Given passage
First Union Residential Securitization
  Transactions, Inc.
One First Union Center
Charlotte, North Carolina  28288-0600

         Re:      FURST Home Equity Loan Trust 1996-2 Home Equity Loan 
                  Asset-Backed Certificates, Series 1996-2

Ladies and Gentlemen:

         We have acted as special counsel for First Union Residential
Securitization Transactions, Inc. (the "Depositor"), a North Carolina
corporation, in connection with the purchase of certain closed-end fixed rate
home equity loans (the "Mortgage Loans") pursuant to the Mortgage Loan Purchase
Agreement, dated as of December 1, 1996 (the "Purchase Agreement") between First
Union National Bank of North Carolina, as seller (the "Seller") and the
Depositor, and the sale by the Depositor of the Mortgage Loans to FURST Home
Equity Loan Trust 1996-2 (the "Trust") created by the Pooling and Servicing
Agreement, dated as of December 1, 1996 (the "Pooling and Servicing Agreement")

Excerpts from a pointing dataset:
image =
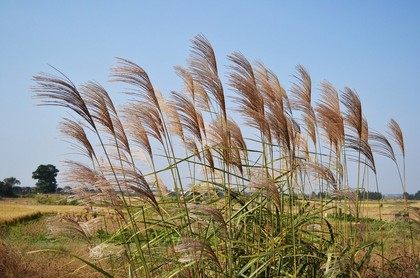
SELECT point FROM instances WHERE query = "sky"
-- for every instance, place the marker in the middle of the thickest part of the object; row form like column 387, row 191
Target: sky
column 370, row 46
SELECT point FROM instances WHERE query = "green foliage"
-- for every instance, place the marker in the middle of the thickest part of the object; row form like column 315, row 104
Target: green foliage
column 6, row 186
column 235, row 210
column 54, row 199
column 46, row 174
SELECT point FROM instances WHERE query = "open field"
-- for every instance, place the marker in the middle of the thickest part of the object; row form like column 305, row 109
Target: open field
column 21, row 238
column 14, row 209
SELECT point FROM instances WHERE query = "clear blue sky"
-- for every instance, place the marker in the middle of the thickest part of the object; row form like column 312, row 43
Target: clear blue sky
column 370, row 46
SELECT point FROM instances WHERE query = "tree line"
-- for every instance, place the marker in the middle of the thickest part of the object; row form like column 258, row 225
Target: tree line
column 47, row 183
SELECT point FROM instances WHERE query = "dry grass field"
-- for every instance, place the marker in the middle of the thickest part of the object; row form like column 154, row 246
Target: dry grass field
column 15, row 209
column 20, row 236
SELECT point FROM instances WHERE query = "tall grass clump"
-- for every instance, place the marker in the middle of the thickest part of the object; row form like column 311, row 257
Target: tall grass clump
column 218, row 180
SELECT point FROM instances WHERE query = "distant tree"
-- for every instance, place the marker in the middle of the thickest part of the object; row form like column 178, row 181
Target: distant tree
column 45, row 174
column 369, row 195
column 408, row 196
column 6, row 186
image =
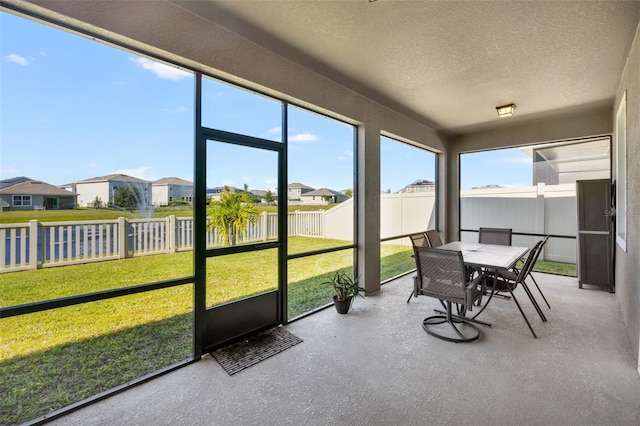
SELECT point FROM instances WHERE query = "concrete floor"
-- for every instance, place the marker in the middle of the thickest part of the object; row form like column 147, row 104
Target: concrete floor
column 376, row 366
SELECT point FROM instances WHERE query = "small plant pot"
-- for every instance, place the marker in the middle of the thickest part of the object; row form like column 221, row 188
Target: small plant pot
column 342, row 306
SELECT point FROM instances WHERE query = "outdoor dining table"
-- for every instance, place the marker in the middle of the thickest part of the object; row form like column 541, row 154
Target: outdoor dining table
column 488, row 256
column 491, row 258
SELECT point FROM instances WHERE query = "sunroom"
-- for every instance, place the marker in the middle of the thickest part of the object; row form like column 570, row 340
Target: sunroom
column 346, row 95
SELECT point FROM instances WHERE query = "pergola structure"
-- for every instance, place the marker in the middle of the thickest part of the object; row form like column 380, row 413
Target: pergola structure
column 431, row 73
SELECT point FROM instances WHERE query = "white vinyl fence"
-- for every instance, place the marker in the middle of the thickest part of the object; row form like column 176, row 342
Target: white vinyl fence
column 541, row 209
column 37, row 244
column 535, row 210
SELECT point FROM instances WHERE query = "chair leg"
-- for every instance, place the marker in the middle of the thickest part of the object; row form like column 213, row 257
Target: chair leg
column 414, row 293
column 522, row 312
column 534, row 302
column 429, row 323
column 541, row 294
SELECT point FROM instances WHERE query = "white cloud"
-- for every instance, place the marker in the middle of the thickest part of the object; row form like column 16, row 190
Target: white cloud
column 17, row 59
column 229, row 182
column 160, row 70
column 347, row 155
column 140, row 172
column 175, row 110
column 303, row 138
column 9, row 170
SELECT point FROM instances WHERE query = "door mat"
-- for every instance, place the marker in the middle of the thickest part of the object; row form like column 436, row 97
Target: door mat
column 244, row 354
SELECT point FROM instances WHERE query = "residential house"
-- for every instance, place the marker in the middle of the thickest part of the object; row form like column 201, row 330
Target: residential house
column 323, row 196
column 296, row 190
column 213, row 194
column 22, row 193
column 102, row 189
column 166, row 190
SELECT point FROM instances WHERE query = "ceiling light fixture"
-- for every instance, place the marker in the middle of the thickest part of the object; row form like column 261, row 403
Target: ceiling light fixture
column 506, row 110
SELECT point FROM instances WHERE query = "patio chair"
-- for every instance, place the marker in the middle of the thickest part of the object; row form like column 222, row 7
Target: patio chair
column 508, row 281
column 434, row 238
column 530, row 275
column 417, row 240
column 441, row 274
column 500, row 236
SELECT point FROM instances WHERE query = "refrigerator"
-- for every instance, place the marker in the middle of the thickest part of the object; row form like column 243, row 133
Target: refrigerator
column 595, row 233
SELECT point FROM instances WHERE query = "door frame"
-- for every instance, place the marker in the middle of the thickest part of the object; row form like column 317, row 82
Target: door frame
column 203, row 317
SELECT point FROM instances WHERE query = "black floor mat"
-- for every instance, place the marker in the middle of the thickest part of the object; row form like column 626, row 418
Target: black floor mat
column 237, row 357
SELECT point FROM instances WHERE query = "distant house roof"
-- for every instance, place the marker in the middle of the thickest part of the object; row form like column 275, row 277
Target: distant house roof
column 172, row 181
column 299, row 185
column 219, row 189
column 116, row 177
column 36, row 187
column 422, row 182
column 487, row 187
column 258, row 192
column 323, row 191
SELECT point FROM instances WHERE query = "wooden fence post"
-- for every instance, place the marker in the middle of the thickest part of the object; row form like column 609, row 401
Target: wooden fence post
column 264, row 225
column 123, row 237
column 34, row 237
column 172, row 231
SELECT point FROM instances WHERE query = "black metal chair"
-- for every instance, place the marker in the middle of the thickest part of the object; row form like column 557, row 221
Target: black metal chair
column 530, row 275
column 507, row 281
column 501, row 236
column 419, row 239
column 434, row 238
column 441, row 274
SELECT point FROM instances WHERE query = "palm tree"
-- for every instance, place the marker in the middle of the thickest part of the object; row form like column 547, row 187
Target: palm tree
column 232, row 214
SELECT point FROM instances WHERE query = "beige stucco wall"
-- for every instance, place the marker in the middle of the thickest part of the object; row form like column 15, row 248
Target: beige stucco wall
column 628, row 263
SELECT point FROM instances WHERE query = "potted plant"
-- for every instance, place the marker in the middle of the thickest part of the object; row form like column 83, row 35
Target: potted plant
column 345, row 288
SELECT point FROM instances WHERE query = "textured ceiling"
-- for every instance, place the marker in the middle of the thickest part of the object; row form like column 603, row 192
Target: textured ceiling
column 450, row 63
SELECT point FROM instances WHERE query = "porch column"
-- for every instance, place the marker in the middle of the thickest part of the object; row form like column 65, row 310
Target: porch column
column 369, row 208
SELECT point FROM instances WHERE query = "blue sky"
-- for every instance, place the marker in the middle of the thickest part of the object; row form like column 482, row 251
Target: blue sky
column 72, row 109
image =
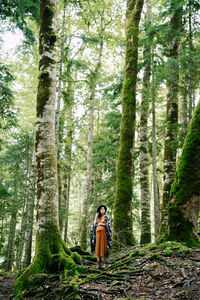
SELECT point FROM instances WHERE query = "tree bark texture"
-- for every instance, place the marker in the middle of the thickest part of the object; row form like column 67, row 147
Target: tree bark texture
column 58, row 109
column 11, row 240
column 123, row 224
column 68, row 113
column 170, row 144
column 184, row 203
column 30, row 213
column 156, row 197
column 51, row 251
column 84, row 221
column 144, row 159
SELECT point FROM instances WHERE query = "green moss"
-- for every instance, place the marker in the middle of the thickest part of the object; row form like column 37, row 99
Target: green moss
column 153, row 266
column 50, row 256
column 79, row 250
column 76, row 258
column 156, row 256
column 138, row 252
column 167, row 252
column 186, row 186
column 123, row 221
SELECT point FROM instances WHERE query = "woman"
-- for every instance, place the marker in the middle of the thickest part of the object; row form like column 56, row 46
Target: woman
column 101, row 235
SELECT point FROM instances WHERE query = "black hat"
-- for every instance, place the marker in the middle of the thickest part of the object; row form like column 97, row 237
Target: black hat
column 98, row 209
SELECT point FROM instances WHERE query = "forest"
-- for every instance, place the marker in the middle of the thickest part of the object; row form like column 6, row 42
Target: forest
column 99, row 105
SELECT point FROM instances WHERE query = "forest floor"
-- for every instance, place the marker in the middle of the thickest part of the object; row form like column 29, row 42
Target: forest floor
column 166, row 271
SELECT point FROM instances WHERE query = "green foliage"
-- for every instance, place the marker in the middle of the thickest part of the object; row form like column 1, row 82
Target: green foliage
column 18, row 11
column 7, row 115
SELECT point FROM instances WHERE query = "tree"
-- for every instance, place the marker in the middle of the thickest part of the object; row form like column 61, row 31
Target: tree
column 170, row 145
column 51, row 252
column 144, row 159
column 184, row 204
column 123, row 231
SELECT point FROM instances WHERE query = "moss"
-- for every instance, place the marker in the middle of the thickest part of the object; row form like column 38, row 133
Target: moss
column 79, row 250
column 153, row 266
column 50, row 256
column 123, row 221
column 167, row 252
column 43, row 91
column 156, row 256
column 186, row 186
column 138, row 252
column 90, row 258
column 76, row 258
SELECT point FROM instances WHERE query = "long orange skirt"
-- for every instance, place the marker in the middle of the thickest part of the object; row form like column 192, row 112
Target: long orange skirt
column 101, row 239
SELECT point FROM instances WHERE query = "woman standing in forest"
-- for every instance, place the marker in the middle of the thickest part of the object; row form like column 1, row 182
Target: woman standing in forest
column 101, row 235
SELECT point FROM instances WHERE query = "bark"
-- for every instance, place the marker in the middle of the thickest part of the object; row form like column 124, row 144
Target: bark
column 68, row 111
column 30, row 214
column 58, row 123
column 155, row 175
column 144, row 159
column 170, row 145
column 84, row 221
column 183, row 116
column 51, row 253
column 123, row 224
column 184, row 203
column 2, row 210
column 23, row 219
column 22, row 237
column 11, row 239
column 58, row 109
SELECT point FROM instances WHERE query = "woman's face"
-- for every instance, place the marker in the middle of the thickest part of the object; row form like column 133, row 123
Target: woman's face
column 102, row 210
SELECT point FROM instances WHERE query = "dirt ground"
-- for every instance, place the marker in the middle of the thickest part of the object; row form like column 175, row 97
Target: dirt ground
column 134, row 274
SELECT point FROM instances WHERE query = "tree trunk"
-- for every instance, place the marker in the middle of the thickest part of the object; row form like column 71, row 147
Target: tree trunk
column 51, row 252
column 30, row 214
column 184, row 203
column 123, row 224
column 154, row 157
column 58, row 109
column 144, row 160
column 84, row 221
column 22, row 236
column 170, row 145
column 68, row 112
column 11, row 239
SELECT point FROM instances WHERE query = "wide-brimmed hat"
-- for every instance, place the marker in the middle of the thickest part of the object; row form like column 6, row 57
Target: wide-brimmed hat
column 98, row 209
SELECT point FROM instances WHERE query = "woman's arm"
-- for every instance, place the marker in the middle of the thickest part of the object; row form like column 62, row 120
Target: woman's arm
column 95, row 219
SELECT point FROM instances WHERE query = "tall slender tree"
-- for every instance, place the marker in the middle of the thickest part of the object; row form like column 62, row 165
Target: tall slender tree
column 170, row 145
column 123, row 224
column 144, row 159
column 93, row 84
column 184, row 205
column 51, row 251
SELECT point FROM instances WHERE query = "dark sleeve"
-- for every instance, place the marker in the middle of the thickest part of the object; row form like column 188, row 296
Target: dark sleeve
column 108, row 228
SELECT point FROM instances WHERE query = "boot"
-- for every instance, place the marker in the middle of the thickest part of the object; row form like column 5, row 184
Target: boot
column 98, row 265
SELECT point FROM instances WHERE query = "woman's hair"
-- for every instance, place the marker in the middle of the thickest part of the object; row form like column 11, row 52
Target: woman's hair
column 99, row 215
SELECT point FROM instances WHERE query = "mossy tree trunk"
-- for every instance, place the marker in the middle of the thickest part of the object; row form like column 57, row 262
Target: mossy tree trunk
column 170, row 144
column 184, row 205
column 22, row 237
column 60, row 80
column 93, row 83
column 68, row 115
column 51, row 253
column 123, row 224
column 11, row 239
column 144, row 159
column 30, row 213
column 156, row 198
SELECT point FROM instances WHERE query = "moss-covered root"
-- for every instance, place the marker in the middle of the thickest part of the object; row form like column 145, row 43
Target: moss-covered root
column 52, row 255
column 184, row 204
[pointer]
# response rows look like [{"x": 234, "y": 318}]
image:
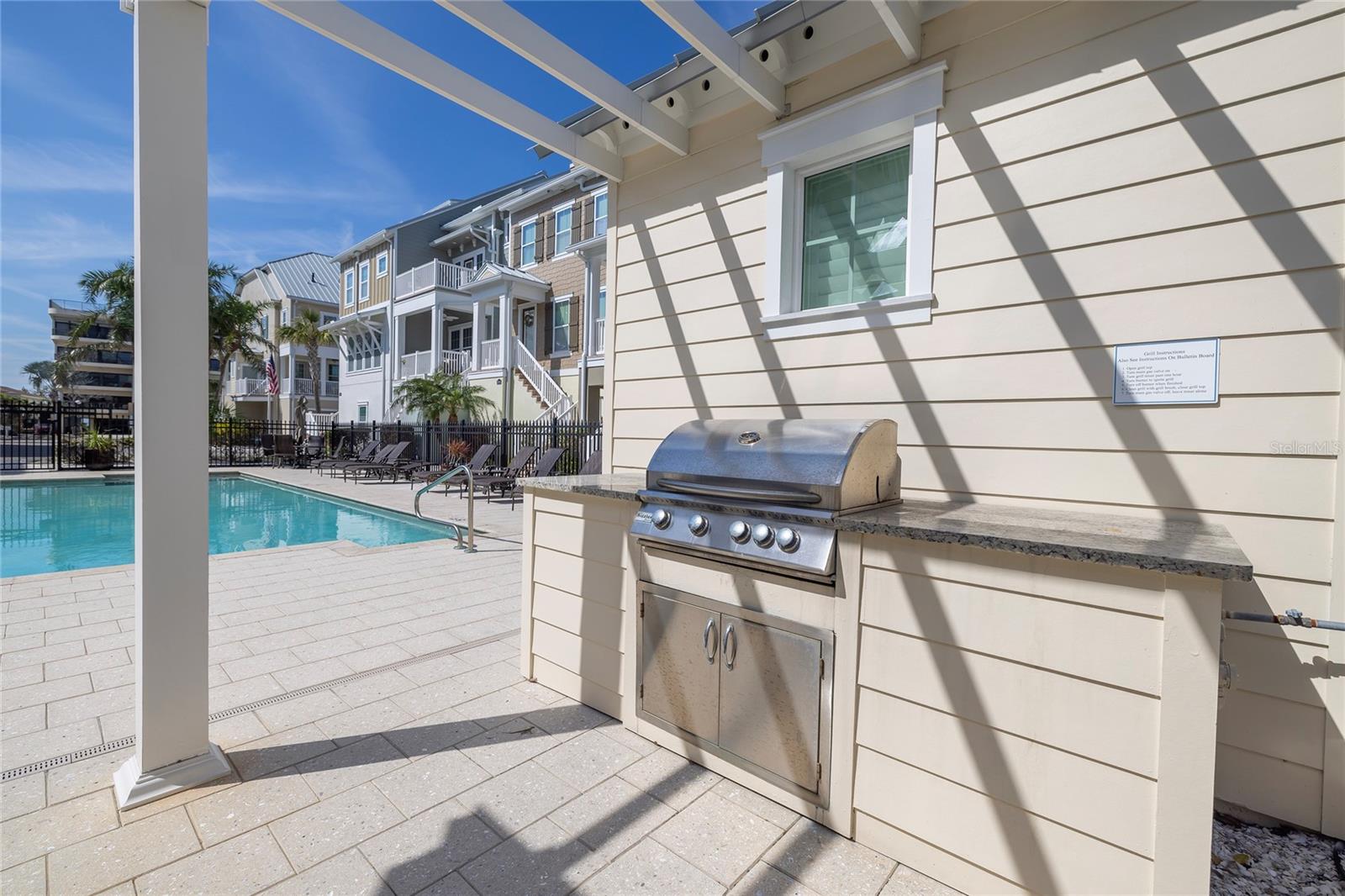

Requests
1. List every short name that the home equity loan letter sets up in parentheses and quotation marks.
2. Pick up the home equity loan letter where it stops and keep writing it.

Results by task
1.
Depositor
Mortgage Loans
Purchase Agreement
Seller
Trust
Pooling and Servicing Agreement

2.
among the Seller, the Depositor, First Union National Bank of North Carolina, as
master servicer, First Union National Bank of North Carolina, Trust Department,
as document custodian and Norwest Bank Minnesota, National Association, as
trustee (the "Trustee"). In exchange for the Mortgage Loans, the Trust has
issued to the Depositor Home Equity Loan Asset-Backed Certificates, Series
1996-2, Class A-1 Certificates, Class A-2 Certificates, Class A-3 Certificates,
Class A-4 Certificates, Class A-5 Certificates (collectively, the "Class A
Certificates"), Home Equity Loan Asset-Backed Certificates, Series 1996-2, Class
B1-IO Certificates and Class B2-IO Certificates (collectively, the "Class B-IO
Certificates") and Home Equity Loan Asset-Backed Certificates, Series 1996-2,
Class RU Certificates and Class RL Certificates (together with the Class B-IO
Certificates and Class A Certificates, the "Certificates"). The Trust has also
issued a 0.000001% Class RU Certificate and a 0.000001% Class RL Certficate to
the Trustee, in its capacity as Tax Matters Person pursuant to the Pooling and
Servicing Agreement.

The Depositor has sold the Class A Certificates  to First Union Capital  Markets
Corp.  ("First  Union  Capital  Markets")  and  Lehman  Brothers  Inc.  ("Lehman
Brothers" and,  together with First Union Capital Markets,  the  "Underwriters")
pursuant to the Underwriting Agreement,







dated November 21, 1996 (the "Underwriting Agreement") among the Depositor,
First Union National Bank of North Carolina and the Underwriters.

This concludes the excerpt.